Text for analysis:
-*-*-

The BRS at EY has had a long term drift requiring periodic recentering. That drift seems to have stopped or changed sign, following the power outage on Saturday. Attached image is a 60 day trend for H1:ISI-GND_BRS_ETMY_DRIFTMON. The black streaks are from when the BRS went out of range and when it was recentered during Krishna's last visit. The little blip up to zero at the end is from the power outage, before the commissioners recovered the BRS code. Second image is the last 6 days, outage is when the signal goes to zero. Definitely looks like the drift has changed sign.

I have updated the correction filter for the dtt DARM spectra that are projected in the wall and screens in the control room. I hope Evan will like it.

This does not affect the CAL-CS or GDS calibrations. This is only for display purpose in diaggui.

[The DARM spectra]

Here is a comparison of the newly corrected and previous DARM spectra.

As shown in the attached screenshot, the high frequency excess wing that has been shown above 3 kHz is now gone. The noise level at around 7 kHz now seems a bit too low compared with the f-shaped GWINC curve (shown in green). This maybe a real calibration error because I have applied the best and latest knowledge about the sensing chain for correcting the spectrum.

-*-*-

Required tasks:
a) For each statement, answer yes or no according to the log entries on BRS drift and DARM spectra, and quote the deciding words: (i) The BRS drift appears to have changed after the power outage on Saturday. (ii) The updated correction filter changes the CAL-CS calibration. (iii) The excess wing above 3 kHz remains after the correction.
b) According to the log entries on BRS drift and DARM spectra, how many days does the trend in the first attached image cover?
c) Extend the log entries on BRS drift and DARM spectra from their last sentence.
The data after this point comes from a separate, unrelated source.

Dataset entries:
-*-*-

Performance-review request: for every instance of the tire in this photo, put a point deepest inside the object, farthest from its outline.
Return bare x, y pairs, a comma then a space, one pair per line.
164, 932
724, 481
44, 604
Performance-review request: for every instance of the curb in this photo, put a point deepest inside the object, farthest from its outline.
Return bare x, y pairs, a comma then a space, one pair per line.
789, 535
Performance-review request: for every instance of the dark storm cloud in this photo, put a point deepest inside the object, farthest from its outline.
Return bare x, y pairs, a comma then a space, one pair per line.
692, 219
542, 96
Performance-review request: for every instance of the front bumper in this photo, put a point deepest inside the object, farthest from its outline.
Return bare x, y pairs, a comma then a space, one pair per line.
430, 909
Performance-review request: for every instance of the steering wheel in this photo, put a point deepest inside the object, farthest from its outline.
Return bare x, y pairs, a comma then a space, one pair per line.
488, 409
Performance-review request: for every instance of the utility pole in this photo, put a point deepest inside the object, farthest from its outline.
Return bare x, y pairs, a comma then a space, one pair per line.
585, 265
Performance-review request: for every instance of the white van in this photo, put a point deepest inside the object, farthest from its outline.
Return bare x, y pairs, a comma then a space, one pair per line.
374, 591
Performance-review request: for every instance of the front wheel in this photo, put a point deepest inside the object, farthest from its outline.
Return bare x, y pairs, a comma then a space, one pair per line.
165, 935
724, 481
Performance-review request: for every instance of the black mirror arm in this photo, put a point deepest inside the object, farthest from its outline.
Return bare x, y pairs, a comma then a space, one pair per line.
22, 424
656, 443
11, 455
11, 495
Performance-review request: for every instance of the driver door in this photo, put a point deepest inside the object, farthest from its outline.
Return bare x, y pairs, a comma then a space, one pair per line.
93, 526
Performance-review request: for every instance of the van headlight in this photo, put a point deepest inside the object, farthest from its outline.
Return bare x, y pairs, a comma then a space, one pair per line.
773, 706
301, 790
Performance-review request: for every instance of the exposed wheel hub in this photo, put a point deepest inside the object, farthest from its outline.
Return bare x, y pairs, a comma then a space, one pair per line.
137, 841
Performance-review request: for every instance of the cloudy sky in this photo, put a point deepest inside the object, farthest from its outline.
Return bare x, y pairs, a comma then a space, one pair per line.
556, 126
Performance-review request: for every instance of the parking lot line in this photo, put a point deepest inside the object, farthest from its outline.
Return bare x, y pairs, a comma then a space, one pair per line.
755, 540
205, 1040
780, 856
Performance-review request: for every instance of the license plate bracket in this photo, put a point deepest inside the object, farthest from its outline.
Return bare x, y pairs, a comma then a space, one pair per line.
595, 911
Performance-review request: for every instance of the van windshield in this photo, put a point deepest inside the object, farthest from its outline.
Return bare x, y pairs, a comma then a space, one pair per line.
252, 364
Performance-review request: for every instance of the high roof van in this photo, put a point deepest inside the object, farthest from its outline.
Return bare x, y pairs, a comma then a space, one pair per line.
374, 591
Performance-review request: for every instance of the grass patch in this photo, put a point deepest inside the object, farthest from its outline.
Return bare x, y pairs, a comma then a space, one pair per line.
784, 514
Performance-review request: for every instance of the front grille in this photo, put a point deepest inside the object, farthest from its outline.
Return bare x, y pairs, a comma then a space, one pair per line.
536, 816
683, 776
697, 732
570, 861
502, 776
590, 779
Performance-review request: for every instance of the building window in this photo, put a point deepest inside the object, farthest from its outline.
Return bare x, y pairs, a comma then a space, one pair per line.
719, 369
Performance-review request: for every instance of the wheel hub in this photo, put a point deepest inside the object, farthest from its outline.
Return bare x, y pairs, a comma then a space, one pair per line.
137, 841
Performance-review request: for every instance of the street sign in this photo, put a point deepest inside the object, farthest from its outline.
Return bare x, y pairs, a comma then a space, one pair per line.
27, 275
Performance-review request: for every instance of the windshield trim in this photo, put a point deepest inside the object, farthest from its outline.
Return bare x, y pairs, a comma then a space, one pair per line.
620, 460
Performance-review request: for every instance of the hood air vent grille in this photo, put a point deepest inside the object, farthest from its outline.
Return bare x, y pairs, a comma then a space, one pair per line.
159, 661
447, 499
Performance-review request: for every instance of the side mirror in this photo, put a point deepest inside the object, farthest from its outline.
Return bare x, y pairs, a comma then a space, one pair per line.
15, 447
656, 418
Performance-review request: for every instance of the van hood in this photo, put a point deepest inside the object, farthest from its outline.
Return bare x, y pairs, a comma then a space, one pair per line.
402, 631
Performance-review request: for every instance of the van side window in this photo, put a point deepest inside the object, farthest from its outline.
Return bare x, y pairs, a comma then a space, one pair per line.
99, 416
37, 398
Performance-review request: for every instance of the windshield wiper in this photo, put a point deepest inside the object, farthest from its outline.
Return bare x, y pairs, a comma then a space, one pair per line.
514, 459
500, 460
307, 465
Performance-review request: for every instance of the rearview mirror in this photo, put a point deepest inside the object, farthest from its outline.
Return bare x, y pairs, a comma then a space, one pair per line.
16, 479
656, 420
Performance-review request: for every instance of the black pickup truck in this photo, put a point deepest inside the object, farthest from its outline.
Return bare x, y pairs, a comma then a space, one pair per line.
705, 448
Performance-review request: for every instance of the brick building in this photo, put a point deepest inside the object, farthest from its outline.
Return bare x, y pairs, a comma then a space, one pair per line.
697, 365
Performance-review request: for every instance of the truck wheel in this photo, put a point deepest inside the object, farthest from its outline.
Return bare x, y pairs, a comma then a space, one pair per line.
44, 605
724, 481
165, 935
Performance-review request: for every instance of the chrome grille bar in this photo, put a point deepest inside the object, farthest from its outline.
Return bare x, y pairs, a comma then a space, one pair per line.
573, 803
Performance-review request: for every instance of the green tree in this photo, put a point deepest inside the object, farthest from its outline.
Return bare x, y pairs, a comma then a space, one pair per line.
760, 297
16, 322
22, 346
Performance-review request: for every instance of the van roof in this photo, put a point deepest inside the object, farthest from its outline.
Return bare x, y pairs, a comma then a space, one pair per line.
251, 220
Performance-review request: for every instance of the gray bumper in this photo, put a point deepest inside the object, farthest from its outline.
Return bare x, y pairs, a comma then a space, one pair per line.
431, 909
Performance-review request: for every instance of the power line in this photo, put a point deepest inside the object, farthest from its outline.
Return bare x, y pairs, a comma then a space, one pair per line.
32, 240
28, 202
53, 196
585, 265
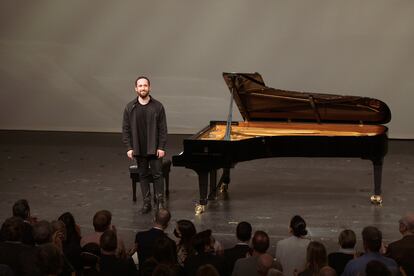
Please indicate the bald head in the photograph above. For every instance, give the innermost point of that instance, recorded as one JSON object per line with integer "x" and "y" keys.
{"x": 327, "y": 271}
{"x": 264, "y": 263}
{"x": 407, "y": 224}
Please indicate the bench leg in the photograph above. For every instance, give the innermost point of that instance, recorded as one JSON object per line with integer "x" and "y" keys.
{"x": 134, "y": 191}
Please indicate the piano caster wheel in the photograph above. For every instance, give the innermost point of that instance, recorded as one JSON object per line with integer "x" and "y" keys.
{"x": 199, "y": 209}
{"x": 376, "y": 199}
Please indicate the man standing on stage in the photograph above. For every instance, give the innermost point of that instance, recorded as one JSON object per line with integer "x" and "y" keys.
{"x": 144, "y": 132}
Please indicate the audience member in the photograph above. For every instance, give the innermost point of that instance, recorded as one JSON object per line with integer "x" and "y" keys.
{"x": 50, "y": 259}
{"x": 291, "y": 252}
{"x": 102, "y": 221}
{"x": 90, "y": 255}
{"x": 207, "y": 270}
{"x": 164, "y": 252}
{"x": 248, "y": 266}
{"x": 338, "y": 260}
{"x": 110, "y": 263}
{"x": 242, "y": 248}
{"x": 21, "y": 209}
{"x": 71, "y": 245}
{"x": 372, "y": 240}
{"x": 42, "y": 232}
{"x": 184, "y": 231}
{"x": 264, "y": 263}
{"x": 145, "y": 241}
{"x": 402, "y": 251}
{"x": 316, "y": 258}
{"x": 19, "y": 257}
{"x": 203, "y": 244}
{"x": 328, "y": 271}
{"x": 377, "y": 268}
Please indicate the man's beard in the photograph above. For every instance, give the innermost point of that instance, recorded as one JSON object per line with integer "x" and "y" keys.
{"x": 143, "y": 94}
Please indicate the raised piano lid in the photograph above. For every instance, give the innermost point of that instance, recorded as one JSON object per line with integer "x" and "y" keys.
{"x": 257, "y": 102}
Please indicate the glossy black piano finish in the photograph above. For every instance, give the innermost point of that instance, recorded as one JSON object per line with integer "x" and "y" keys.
{"x": 280, "y": 123}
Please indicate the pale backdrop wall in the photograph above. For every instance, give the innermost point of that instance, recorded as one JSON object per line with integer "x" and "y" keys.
{"x": 70, "y": 65}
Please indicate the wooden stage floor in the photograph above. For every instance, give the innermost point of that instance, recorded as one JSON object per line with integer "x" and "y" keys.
{"x": 85, "y": 172}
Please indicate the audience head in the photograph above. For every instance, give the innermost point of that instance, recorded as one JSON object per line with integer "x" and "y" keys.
{"x": 70, "y": 224}
{"x": 184, "y": 230}
{"x": 274, "y": 272}
{"x": 108, "y": 242}
{"x": 260, "y": 242}
{"x": 264, "y": 263}
{"x": 90, "y": 254}
{"x": 316, "y": 256}
{"x": 12, "y": 229}
{"x": 376, "y": 268}
{"x": 244, "y": 231}
{"x": 298, "y": 226}
{"x": 407, "y": 224}
{"x": 162, "y": 217}
{"x": 203, "y": 242}
{"x": 102, "y": 220}
{"x": 327, "y": 271}
{"x": 164, "y": 250}
{"x": 21, "y": 209}
{"x": 207, "y": 270}
{"x": 372, "y": 238}
{"x": 50, "y": 259}
{"x": 42, "y": 232}
{"x": 347, "y": 239}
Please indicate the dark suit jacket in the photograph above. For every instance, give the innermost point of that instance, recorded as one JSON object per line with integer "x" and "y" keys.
{"x": 146, "y": 241}
{"x": 193, "y": 262}
{"x": 338, "y": 261}
{"x": 402, "y": 251}
{"x": 231, "y": 255}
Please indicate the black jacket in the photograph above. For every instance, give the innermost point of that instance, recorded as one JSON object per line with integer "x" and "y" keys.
{"x": 156, "y": 124}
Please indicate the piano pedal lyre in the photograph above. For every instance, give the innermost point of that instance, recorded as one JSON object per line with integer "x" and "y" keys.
{"x": 199, "y": 209}
{"x": 376, "y": 200}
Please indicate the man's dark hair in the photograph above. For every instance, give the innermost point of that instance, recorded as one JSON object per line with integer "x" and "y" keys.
{"x": 372, "y": 238}
{"x": 101, "y": 220}
{"x": 21, "y": 209}
{"x": 142, "y": 77}
{"x": 201, "y": 240}
{"x": 260, "y": 241}
{"x": 108, "y": 241}
{"x": 244, "y": 231}
{"x": 347, "y": 239}
{"x": 12, "y": 229}
{"x": 162, "y": 217}
{"x": 298, "y": 226}
{"x": 377, "y": 268}
{"x": 42, "y": 232}
{"x": 50, "y": 259}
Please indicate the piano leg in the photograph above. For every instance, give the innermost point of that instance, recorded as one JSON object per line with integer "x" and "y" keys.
{"x": 213, "y": 185}
{"x": 377, "y": 198}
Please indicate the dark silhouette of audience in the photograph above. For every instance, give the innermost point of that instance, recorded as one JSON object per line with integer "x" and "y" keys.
{"x": 402, "y": 251}
{"x": 203, "y": 244}
{"x": 242, "y": 248}
{"x": 184, "y": 231}
{"x": 347, "y": 242}
{"x": 31, "y": 247}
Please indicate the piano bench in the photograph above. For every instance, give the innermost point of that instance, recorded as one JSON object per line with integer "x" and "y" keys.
{"x": 133, "y": 173}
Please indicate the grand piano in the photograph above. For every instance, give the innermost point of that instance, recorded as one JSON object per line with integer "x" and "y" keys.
{"x": 281, "y": 123}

-*-*-

Your responses:
a)
(i) Yes: "That drift seems to have stopped or changed sign, following the power outage on Saturday."
(ii) No: "This does not affect the CAL-CS or GDS calibrations."
(iii) No: "the high frequency excess wing that has been shown above 3 kHz is now gone."

b) 60 days.

c)
The correction filter is made by a matlab script:

/ligo/svncommon/CalSVN/aligocalibration/trunk/Runs/PreER8/H1/Scripts/ControlRoomCalib/H1DARM_FOM_correction.m

This script creates a text file which contains the correction filter in [freq, dBmag, phasedeg] format from 1 Hz to 7444 Hz. The text file can be found at

/ligo/svncommon/CalSVN/aligocalibration/trunk/Runs/PreER8/H1/Scripts/ControlRoomCalib/DARM_FOM_calibration.dat

Both script and text files are checked in to the svn. Also I updated the latest FOM dtt template, H1_DARM_FOM_20150722.xml so that it now uses the new correction filter.

[Corrections newly included]

Here is a list of what I newly included.

• Analog anti-aliasing filter
  • See this plot from alog 17951
• Unconmpensated OMC DCPD poles
  • See this plot from alog 18037
• True zpk([355], []) cavity pole, instead of zpk([355], [7000]) in the IIR filter
  • See some discussion in G1501013

Note that the previous correction was made only from the IOP down sampling filter and the numerical whitening zpk([1,1,1,1,1], [100,100,100,100,100]) which are still included in the new correction.